__Problem__: Reproduce each of the following records word for word, omitting the pictures from your answer.

__Records supplied__:
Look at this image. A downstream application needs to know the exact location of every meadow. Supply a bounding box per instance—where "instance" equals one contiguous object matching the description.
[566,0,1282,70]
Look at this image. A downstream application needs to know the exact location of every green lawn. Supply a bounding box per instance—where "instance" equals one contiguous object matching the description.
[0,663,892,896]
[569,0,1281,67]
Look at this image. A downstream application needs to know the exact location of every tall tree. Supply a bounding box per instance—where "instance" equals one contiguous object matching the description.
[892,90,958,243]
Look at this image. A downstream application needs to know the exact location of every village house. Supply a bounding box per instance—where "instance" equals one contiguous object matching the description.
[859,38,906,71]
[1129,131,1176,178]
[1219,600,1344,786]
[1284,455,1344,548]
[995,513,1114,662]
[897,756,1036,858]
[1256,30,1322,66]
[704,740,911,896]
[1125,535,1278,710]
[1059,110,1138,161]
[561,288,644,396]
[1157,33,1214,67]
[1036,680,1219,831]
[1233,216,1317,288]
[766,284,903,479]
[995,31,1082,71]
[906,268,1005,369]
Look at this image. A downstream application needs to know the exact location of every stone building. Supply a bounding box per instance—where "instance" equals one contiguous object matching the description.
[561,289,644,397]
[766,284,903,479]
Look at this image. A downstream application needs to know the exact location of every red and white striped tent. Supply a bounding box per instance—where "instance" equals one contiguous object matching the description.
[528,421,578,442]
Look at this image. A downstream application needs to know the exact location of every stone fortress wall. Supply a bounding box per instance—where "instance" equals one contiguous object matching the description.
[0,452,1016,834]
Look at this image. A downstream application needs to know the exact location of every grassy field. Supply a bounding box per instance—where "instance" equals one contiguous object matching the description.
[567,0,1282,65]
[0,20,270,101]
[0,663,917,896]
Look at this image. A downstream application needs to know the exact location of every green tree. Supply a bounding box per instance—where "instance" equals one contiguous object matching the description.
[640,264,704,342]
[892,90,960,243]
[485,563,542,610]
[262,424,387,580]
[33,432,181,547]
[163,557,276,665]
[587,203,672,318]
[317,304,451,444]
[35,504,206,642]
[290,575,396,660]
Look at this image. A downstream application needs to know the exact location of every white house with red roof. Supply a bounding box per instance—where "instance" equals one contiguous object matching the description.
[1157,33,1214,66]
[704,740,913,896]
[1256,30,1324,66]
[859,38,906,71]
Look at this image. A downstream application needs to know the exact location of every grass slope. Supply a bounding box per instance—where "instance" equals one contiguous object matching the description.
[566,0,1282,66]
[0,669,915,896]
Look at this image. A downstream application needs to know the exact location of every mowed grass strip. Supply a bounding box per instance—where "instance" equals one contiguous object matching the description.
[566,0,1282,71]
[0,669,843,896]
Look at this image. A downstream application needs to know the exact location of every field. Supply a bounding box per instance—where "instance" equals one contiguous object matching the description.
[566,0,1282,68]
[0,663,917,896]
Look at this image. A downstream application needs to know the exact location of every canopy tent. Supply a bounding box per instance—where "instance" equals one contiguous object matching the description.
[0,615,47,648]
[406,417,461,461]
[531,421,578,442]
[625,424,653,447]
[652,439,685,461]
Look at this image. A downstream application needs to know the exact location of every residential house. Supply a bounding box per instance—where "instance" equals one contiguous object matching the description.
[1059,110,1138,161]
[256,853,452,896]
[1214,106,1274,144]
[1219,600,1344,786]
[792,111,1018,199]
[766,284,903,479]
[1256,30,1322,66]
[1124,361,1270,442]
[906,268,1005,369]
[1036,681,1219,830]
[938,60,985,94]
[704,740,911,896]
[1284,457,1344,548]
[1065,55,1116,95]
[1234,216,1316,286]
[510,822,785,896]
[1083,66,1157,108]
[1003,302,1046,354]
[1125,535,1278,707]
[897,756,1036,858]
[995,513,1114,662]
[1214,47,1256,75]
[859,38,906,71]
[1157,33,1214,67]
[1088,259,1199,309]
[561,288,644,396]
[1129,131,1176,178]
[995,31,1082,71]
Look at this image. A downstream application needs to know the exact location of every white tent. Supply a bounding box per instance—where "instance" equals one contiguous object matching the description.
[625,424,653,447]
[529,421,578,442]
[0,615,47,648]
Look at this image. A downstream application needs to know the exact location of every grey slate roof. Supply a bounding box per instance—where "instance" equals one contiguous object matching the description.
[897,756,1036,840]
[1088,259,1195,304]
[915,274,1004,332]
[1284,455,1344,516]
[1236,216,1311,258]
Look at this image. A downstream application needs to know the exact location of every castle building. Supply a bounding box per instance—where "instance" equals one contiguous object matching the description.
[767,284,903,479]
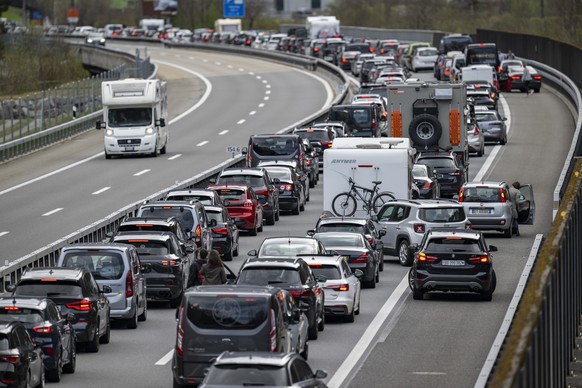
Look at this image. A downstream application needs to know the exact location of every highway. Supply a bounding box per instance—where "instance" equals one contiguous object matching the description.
[0,41,574,387]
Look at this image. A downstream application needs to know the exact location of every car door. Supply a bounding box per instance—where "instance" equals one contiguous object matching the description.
[517,183,536,225]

__Task solution__:
Look at this image. A downstream application needs to know the exact location of every meadow. Supply a bounding box per instance—where "instance" equals one contiguous object matching the description.
[566,0,1282,70]
Look at this image. A downstream application needs to know the exact location of every green lawn. Supply a bounding box per instance—where "instance" equals one contiguous object matching the description.
[0,663,892,896]
[569,0,1281,67]
Look at this image. A downstream application needs to know the exact location of every tall tree. Supply a bounding box per instance—where "instance" equals one contiguous object matching the description.
[892,90,958,243]
Look at this image. A downstream application needs to know the exact location of every village house. Supply a bounding box per instance—where "instance" equals one contiguous object matching the description.
[859,38,906,71]
[1129,131,1176,178]
[1219,600,1344,786]
[1284,455,1344,548]
[995,513,1114,662]
[897,756,1036,858]
[1256,30,1322,66]
[704,740,911,896]
[1125,535,1278,710]
[1059,110,1138,161]
[561,288,644,396]
[1157,33,1214,67]
[1036,680,1219,831]
[1233,216,1317,288]
[766,284,903,479]
[995,31,1082,71]
[906,268,1005,369]
Look at this image. A downstream application needs to know the exact location of every stone building. Supply a bounding box per instance—where "instance" equals one contiguous object matching the description.
[561,289,644,397]
[766,284,903,479]
Look at this image. A downstream application needs to know the exact location of every red and white striped tent. Supply a bounding box per instance—where "instance" equals one contiguous object matching the description.
[528,421,578,442]
Look at this image. A downstream application needs to know the exact location of every stone fortress wall. Supply a bounding box per instance—where "instance" equals one contiguous object matching the description.
[0,452,1016,834]
Look at this image. A downstream application needs to know the exact location of every grassy field. Supply a bounding box per instance—where "instance" equals one contiguous object matching the description.
[567,0,1282,65]
[0,20,270,101]
[0,663,917,896]
Look at this image. A downstream application needs to know the exact location of every green tree. Supply a bounding box per instance—where "instance" equals one contiguous object matching the description.
[640,264,704,342]
[892,90,960,243]
[485,563,542,610]
[262,424,387,580]
[33,432,181,547]
[163,557,276,665]
[587,203,672,318]
[317,304,451,444]
[35,504,206,642]
[290,575,396,660]
Look at this image. A downstream application needs to know the exact location of every white house with red roof. Supply a bounding box per instance—where "instance" equals one contiguous object matching the description.
[1157,33,1214,66]
[704,740,913,896]
[1256,30,1324,66]
[859,38,906,71]
Look at this image. A downstream application needs to know the exact location of every grass slope. Supply a bounding box per instance—where "instance" equals one contiguous object matching the description.
[566,0,1282,66]
[0,669,915,896]
Look at this image. A downstream application needs to know the exact location of every mowed grass strip. Supply a bounding box per instance—where "instance" equals one contiguous object matching the description.
[566,0,1282,71]
[0,669,843,896]
Look at this image. A downstream application needs to know the exact location of every field. Supply a bounding box per instance—where "instance" equals one contiguous object matching the description.
[566,0,1282,68]
[0,663,917,896]
Look at this image. A downstream application needs to know the exact location of every canopy tent. Supply a bounding box per instance—where "instance" equals one contiguous object matching the description.
[0,615,47,648]
[406,417,461,461]
[531,421,578,442]
[625,424,653,447]
[652,439,685,461]
Look at this image. A downstream application needs to know the exact location of every residential house. Supply a bounding box per instance—where "instance" equals one contiguous object matching the description.
[1059,110,1138,161]
[256,853,452,896]
[1214,106,1274,144]
[1219,600,1344,786]
[792,111,1018,199]
[766,284,903,479]
[1256,30,1322,66]
[1124,361,1270,442]
[906,268,1005,369]
[1036,681,1219,830]
[938,60,985,94]
[704,740,911,896]
[1284,457,1344,548]
[1065,55,1116,95]
[1234,216,1316,286]
[510,822,785,896]
[1083,66,1157,108]
[1003,302,1046,354]
[1125,535,1278,707]
[897,756,1036,858]
[995,513,1114,662]
[1214,47,1256,75]
[859,38,906,71]
[1157,33,1214,67]
[1088,259,1199,309]
[561,288,644,396]
[1129,131,1176,178]
[995,31,1082,71]
Look at this image. A downstream application needs to know the exact location of every white tent. Supply a bounding box per instance—where "instance" equals one contiguous object matching the description.
[625,424,653,447]
[529,421,578,442]
[0,615,47,648]
Look at this image. A downstream application needs to know the exact location of every grey slate roof. Supply a bounding box per instance—where "instance" equals one contiguous object matching the description.
[897,756,1036,840]
[1088,259,1195,304]
[915,274,1004,332]
[1284,455,1344,516]
[1236,216,1311,258]
Look at this image. A downstream application needs to know the exact location of every castle building. Supply a bounding box per instance—where "instance" equals one contiguous object matching the description.
[767,284,903,479]
Look at this image. A downstream application needs to know the exact location of every highway. Supply a bounding box per instance—where "instance" equals one contiguous object matching the description.
[0,41,574,387]
Look at this image. A downstream application needs to know the exact location of every car door. Supply a bounding box per instance—where "instance" equals one contiguous object matching the description.
[517,183,536,225]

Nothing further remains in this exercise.